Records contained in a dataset
#####
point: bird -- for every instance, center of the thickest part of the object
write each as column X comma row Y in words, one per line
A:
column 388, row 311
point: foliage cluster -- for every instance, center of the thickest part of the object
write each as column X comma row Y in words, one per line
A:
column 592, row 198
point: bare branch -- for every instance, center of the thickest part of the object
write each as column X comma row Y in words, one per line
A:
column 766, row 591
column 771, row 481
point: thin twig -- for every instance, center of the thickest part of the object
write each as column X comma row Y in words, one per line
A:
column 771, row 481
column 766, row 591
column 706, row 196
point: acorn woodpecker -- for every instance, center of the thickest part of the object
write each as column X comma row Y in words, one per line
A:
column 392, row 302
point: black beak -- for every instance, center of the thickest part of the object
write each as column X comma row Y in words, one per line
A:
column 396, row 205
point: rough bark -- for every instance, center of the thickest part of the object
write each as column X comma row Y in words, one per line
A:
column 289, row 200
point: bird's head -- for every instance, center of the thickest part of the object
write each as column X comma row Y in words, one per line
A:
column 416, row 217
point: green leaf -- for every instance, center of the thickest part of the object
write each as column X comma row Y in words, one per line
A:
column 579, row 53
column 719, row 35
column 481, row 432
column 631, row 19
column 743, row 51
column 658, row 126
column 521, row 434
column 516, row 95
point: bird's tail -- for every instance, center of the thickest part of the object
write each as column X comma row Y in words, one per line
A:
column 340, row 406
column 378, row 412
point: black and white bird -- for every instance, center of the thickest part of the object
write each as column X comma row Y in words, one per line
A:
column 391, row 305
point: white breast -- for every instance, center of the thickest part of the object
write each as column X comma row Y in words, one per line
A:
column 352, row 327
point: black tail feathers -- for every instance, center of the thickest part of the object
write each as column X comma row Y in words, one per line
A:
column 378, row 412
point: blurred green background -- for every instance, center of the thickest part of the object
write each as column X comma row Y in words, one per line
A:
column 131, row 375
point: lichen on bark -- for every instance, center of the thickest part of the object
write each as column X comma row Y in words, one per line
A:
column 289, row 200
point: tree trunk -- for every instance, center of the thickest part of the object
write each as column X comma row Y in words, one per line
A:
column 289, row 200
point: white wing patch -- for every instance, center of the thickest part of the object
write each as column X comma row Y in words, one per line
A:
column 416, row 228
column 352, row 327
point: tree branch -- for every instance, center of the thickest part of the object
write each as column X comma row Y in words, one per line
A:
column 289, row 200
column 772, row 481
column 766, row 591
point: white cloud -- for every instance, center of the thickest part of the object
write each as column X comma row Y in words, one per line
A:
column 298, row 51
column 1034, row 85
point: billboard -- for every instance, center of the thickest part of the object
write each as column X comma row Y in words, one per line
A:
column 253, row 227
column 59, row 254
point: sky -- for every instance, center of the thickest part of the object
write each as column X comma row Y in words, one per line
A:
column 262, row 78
#####
WORK REQUIRED.
All records are to be written out exactly.

RESPONSE TO THE TASK.
point: bird -- for every instance, center of the thickest part of the object
write each as column X comma row Y in words, one per line
A:
column 388, row 311
point: foliage cluster -- for every instance, center of the thickest part of the object
write each as column X comma row Y in words, one per line
A:
column 592, row 198
point: bare branch -- for every instance, center of the thickest part of the object
write each as column X comma row Y in words, one per line
A:
column 766, row 591
column 771, row 481
point: thin twig -- for every instance, center of the thickest part of the object
write each as column X comma row Y in words, one per line
A:
column 771, row 481
column 766, row 591
column 706, row 196
point: acorn woodpecker -- for every instance, center of the thickest part of the object
write each as column X comma row Y in words, one per line
A:
column 392, row 302
point: black beak -- for every instance, center of the thickest part of the object
write each as column X comma row Y in words, one per line
A:
column 396, row 205
point: rough bark -- for every instance, center of the thickest part of the object
write each as column X comma row Y in words, one per line
A:
column 289, row 200
point: bird's head -- for every instance, center of the thickest part of the object
write each as column X comma row Y in words, one per line
A:
column 416, row 217
point: green leaf -- for every instance, center of the thickest part of the object
write each as column X comma row Y in words, one per line
A:
column 579, row 53
column 719, row 35
column 481, row 432
column 631, row 19
column 743, row 51
column 658, row 126
column 521, row 434
column 516, row 95
point: bird's tail -- for every instance, center of the thickest part of the object
write each as column X comma row Y in words, one per line
A:
column 340, row 406
column 378, row 412
point: black and white bird -- for every instance, center of the thickest part of the object
write each as column X comma row Y in words, one per line
A:
column 391, row 305
point: white breast -- for every instance, center of the thickest part of the object
write each as column X comma row Y in words, one per line
A:
column 352, row 327
point: black tail feathers -- for every instance, center of the thickest part of the object
write each as column X comma row Y in words, one per line
A:
column 378, row 412
point: blurred green background -- for every instance, center of the thickest part of the object
write each as column X comma row Y in words, one per line
A:
column 131, row 375
point: lichen on bark -- for every instance, center of the thickest part of the object
write each as column X comma row Y in words, one per line
A:
column 289, row 200
point: tree trunk -- for every instance, center of the thickest part of the object
write each as column X comma row Y in words, one per line
A:
column 289, row 200
point: white wing patch -- for every instance, center of the thickest part of the object
write each as column X comma row Y in words, one per line
A:
column 416, row 228
column 352, row 327
point: tree branch -- for every instance, center of the thickest part of the object
write each as column X comma row Y in words, one per line
A:
column 289, row 200
column 772, row 481
column 766, row 591
point: white cloud -- for every instance, center of the thickest part of the object
write each as column X comma row Y in words, one per line
A:
column 298, row 51
column 1034, row 85
point: billboard -- for every instance, center of the thickest part of the object
write each as column X comma row Y in words, one per line
A:
column 253, row 227
column 59, row 254
point: sky -- for every instance, center of the thickest part of the object
write each as column X comma row Y in words, one per line
A:
column 262, row 78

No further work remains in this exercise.